This is where small talk plays such a pivotal role, particularly when meeting people for the first time. From conferences and events, to meeting other suppliers and new clients for the first time, mastering small talk will help you find common ground to create a bond with who you are talking to. Getting small talk right is often a pre-cursor the more important, follow-up business discussion – the ‘big talk’, or so to speak.
Small talk does not have to be some intimidating thing that you dread every time you attend an event: mastering the simple things can make all the difference. Read our checklist below on mastering the art of small talk:
The secret of small talk is keeping it simple. The aim is not to launch into a full-blown business conversation or sales pitch straight away – it is to establish enough common ground to determine a reason to connect again. Small talk can be quite dull at times – so be enthusiastic, lively and ask plenty of questions. Let them do the talking and focus on stimulating questions which provoke response and help you glean any relevant information for a future meeting or discussion.
With small talk, the aim is to find common ground over non-work related subjects. A few simple questions can work wonders here and avoid any potential awkwardness and conversation gaps. Something simple such as asking where they came from and how their journey was can spark a conversation about their life and family. If you are attending an event, strike up a conversation around the topic and their thoughts.
It is well worth having a list of five ‘safe’ topics at the back of your mind – covering anything from sports to current events and industry trends – you can always refer to these when the conversation is turning a little stale.

▸ **Problem to solve**:
Rewrite the passage on small talk starting at "This is where" and ending at "so to speak.", replacing "conferences" with "trade shows". The items after this come from a different source.

▸ **Records shown**:
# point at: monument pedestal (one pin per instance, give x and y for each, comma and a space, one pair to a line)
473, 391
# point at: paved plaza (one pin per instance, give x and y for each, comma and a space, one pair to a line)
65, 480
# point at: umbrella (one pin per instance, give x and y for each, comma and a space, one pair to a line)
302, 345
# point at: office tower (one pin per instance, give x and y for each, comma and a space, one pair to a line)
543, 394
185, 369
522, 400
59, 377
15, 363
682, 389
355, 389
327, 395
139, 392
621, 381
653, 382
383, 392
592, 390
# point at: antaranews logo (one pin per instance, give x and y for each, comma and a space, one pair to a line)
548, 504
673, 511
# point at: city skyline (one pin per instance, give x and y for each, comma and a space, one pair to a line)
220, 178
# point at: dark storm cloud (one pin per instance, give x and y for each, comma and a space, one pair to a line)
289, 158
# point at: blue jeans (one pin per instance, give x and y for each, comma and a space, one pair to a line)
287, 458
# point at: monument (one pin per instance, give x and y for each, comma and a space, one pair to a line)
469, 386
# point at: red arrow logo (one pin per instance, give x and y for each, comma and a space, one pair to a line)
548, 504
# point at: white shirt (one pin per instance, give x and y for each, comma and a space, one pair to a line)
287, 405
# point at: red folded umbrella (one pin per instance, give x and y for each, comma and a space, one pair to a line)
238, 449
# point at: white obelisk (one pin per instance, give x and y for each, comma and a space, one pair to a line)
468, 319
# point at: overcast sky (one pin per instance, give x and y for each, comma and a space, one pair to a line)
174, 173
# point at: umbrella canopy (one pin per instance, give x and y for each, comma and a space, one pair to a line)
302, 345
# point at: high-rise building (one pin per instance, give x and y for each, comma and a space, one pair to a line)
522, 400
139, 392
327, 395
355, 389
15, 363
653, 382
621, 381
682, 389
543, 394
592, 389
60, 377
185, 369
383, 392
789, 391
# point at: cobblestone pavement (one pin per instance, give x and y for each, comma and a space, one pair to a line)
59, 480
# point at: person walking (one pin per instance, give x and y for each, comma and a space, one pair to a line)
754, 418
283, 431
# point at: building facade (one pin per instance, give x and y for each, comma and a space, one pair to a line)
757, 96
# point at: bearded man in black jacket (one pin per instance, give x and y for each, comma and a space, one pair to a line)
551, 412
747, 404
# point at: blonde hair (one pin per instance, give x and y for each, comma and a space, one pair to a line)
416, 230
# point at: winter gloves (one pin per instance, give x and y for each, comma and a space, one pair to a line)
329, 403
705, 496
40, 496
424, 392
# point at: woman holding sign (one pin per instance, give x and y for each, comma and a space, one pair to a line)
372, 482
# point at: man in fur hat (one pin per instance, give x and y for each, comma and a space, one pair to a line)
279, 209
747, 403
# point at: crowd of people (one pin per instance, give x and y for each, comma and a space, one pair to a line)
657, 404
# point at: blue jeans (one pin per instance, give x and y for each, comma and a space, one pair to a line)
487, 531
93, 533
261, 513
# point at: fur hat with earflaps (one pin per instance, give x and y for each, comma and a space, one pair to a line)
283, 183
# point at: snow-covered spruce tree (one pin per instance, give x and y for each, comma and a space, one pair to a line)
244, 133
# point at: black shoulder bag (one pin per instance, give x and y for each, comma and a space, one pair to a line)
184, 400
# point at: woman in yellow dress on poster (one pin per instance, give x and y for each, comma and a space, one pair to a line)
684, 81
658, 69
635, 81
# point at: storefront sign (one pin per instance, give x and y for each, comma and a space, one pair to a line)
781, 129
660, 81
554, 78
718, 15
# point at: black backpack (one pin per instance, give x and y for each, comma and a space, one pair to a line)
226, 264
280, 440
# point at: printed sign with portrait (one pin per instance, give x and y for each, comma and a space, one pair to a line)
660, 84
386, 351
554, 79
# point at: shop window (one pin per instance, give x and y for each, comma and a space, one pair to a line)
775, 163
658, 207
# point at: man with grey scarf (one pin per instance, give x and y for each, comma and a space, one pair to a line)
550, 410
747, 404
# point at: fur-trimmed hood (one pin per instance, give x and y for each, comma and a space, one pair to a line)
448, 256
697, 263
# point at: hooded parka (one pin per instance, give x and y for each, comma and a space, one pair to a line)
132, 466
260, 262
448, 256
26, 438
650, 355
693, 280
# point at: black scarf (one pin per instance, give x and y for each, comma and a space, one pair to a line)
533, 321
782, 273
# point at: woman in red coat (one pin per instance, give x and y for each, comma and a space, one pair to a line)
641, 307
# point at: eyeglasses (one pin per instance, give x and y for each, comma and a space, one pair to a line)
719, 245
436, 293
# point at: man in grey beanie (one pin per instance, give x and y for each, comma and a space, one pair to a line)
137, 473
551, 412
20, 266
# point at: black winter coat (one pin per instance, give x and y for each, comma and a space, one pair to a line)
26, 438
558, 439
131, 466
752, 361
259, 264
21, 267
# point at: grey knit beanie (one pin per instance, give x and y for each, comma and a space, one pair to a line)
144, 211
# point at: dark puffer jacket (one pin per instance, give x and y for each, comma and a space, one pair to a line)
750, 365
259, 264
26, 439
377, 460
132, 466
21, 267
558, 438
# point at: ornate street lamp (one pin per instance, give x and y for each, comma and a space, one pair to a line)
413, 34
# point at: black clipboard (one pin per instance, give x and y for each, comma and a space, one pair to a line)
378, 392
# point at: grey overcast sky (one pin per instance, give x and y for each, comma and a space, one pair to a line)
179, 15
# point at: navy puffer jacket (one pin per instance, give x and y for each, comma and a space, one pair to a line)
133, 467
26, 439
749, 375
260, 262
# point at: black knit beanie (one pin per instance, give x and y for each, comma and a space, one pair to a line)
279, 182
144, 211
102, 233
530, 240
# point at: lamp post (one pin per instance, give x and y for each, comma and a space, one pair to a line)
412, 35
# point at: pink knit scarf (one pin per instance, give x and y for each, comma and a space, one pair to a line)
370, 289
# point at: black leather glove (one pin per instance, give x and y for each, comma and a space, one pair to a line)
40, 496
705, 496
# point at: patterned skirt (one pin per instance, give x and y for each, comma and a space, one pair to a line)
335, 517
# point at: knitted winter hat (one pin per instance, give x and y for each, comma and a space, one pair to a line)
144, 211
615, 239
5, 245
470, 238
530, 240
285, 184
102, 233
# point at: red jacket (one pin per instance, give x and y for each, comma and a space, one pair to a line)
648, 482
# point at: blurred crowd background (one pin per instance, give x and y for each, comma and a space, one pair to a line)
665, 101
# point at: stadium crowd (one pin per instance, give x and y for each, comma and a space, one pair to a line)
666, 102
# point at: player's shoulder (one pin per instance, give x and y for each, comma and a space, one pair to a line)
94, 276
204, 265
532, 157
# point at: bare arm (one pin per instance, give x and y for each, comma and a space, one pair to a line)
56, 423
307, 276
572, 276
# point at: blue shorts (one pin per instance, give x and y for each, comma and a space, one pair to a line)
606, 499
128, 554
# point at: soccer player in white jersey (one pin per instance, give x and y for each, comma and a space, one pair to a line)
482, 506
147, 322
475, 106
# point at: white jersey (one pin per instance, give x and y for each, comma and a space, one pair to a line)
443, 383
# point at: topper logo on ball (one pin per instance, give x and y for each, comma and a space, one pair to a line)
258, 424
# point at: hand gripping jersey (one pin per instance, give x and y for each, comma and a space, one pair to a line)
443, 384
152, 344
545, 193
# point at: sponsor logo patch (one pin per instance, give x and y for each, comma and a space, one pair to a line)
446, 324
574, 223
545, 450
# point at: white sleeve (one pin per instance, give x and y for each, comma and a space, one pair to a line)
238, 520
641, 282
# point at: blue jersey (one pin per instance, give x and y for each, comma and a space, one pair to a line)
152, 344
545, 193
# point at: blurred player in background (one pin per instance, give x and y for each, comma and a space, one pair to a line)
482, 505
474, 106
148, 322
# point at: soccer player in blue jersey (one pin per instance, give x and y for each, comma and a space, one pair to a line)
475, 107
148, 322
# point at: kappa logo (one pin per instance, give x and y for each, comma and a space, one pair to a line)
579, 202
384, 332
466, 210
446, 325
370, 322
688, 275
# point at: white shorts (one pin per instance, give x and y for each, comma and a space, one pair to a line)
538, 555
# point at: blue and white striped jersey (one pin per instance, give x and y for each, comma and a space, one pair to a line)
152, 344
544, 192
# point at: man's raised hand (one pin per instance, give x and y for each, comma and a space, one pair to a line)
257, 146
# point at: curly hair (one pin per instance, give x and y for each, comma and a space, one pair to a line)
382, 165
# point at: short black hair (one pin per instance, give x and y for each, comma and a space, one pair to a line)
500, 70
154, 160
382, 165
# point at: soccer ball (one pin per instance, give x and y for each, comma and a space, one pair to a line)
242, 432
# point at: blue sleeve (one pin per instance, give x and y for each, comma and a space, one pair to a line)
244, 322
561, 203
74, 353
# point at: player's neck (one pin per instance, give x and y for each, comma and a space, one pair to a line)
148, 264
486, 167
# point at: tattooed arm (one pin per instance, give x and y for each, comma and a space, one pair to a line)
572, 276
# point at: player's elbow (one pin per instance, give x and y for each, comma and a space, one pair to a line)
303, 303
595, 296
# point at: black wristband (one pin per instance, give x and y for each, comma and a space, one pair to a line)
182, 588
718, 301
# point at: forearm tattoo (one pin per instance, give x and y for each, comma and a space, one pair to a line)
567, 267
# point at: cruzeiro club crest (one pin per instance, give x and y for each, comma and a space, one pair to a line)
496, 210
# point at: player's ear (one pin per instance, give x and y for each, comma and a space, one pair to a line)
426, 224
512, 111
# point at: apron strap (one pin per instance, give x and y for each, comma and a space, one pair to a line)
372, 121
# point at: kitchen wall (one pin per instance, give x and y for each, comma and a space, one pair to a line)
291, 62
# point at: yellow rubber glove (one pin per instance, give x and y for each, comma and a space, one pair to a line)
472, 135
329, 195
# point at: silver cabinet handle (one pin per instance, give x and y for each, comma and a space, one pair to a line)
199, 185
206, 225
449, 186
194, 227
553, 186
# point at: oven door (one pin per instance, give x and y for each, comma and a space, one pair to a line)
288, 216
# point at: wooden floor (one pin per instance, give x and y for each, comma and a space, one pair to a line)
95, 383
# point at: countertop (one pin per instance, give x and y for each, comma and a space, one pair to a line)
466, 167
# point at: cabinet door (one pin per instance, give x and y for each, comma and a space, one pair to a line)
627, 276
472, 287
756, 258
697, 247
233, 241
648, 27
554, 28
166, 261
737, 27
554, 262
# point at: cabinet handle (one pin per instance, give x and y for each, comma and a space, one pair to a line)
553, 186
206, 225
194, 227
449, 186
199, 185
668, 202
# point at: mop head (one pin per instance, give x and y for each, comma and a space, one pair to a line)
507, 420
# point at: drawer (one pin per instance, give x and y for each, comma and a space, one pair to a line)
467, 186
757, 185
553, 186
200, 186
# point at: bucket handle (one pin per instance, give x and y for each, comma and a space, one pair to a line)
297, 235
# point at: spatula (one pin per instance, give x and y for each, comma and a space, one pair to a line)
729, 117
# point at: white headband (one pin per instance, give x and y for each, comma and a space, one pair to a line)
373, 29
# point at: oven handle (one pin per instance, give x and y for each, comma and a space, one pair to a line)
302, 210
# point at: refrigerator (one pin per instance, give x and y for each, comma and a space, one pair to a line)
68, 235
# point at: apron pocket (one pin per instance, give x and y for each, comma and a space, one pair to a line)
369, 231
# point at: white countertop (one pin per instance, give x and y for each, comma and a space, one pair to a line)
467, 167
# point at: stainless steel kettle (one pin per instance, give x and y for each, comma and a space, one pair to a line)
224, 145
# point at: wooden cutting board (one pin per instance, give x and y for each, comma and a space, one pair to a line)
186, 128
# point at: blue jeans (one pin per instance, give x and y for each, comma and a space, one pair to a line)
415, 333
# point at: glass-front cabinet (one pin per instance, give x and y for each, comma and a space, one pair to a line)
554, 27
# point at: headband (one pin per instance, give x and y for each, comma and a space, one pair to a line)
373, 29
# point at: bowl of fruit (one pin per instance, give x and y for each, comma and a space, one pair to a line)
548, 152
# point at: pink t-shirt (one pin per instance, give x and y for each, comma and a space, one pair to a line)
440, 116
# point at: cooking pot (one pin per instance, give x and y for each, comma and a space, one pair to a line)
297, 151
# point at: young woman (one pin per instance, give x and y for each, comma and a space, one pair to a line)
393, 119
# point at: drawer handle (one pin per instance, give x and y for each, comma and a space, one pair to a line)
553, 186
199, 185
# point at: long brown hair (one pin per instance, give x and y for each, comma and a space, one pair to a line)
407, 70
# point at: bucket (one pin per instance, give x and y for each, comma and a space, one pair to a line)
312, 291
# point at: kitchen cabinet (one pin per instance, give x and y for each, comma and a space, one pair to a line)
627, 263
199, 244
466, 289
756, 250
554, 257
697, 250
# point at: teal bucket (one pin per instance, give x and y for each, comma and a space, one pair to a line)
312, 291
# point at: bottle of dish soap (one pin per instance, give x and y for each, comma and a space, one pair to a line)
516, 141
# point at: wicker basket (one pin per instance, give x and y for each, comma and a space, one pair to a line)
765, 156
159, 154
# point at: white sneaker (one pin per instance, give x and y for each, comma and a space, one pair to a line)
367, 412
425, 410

▸ **Task output**:
This is where small talk plays such a pivotal role, particularly when meeting people for the first time. From trade shows and events, to meeting other suppliers and new clients for the first time, mastering small talk will help you find common ground to create a bond with who you are talking to. Getting small talk right is often a pre-cursor the more important, follow-up business discussion – the ‘big talk’, or so to speak.